## Your goal
Continue the passage on the usefulness of IGT lsfacts output from the end of its last sentence.

## Exercise passage

Here's 3 reasons why they seem useful to me:

- CI itself performs some of these checks in the pipelines (loaded
modules, kernel taints before testing starts, likely more in the
future), so this could simplify fetching this data if we just parsed
the IGT lsfacts output.

- Simplicity. I can take a quick look into the runner logs, see a bunch
of successful tests, notice one of the tests left the system tainted
and the GPU dropped off the bus - uh-huh, at least I can quickly filter
down the interesting logs to what happened in tests near the reported
fact changes. This is nothing revolutionary that I could not divine
from dmesgs/outs/errs one way or another, but it sure is easy and
convenient, especially for people who are not kernel developers but
have to review and debug this stuff anyways.

## Material provided
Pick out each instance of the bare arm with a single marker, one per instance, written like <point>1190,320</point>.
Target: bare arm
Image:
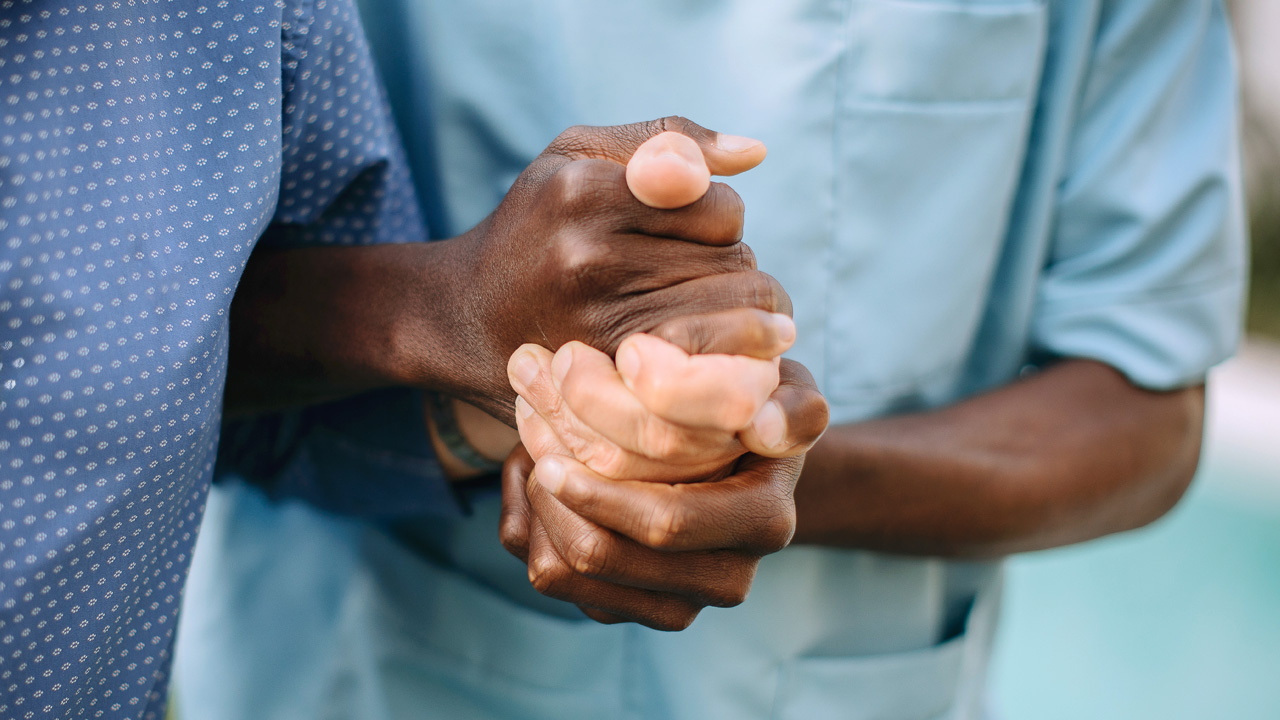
<point>1070,454</point>
<point>567,255</point>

## Output for this task
- It also makes it easier to notice passing tests that leave the system
in an unclean state - for example, if a display drops off after a
successful test and what follows does not immediately use displays, so
some runs appear healthy, others less so (=> reasoning for noise runs).

So yes, I'd like to see this framework in IGTs. It's not strictly
necessary, but it would make our lives a little easier.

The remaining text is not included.